%%

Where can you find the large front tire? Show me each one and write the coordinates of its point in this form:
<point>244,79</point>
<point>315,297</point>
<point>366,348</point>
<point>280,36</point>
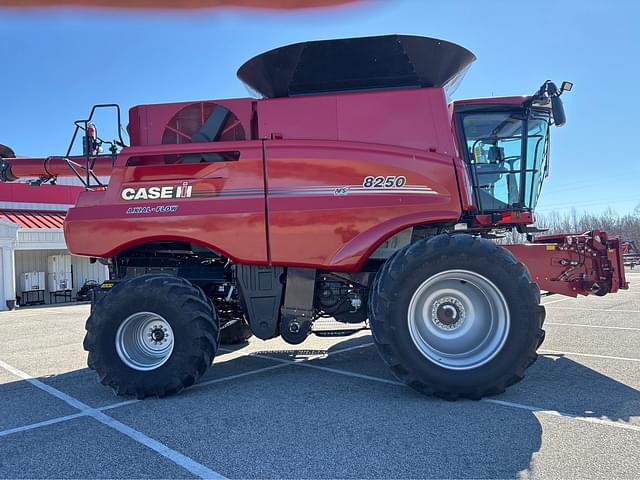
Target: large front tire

%%

WHAT YOU NEED TO DO: Lay out every line of the records above as a numbered list, dropping any blank lines. Leave the pictures out of your answer.

EXPECTED ANSWER:
1. Where can you find the large front tire? Show me each one and write the coordinates of its point in this form:
2. <point>244,79</point>
3. <point>315,297</point>
4. <point>366,348</point>
5. <point>280,36</point>
6. Target: large front tire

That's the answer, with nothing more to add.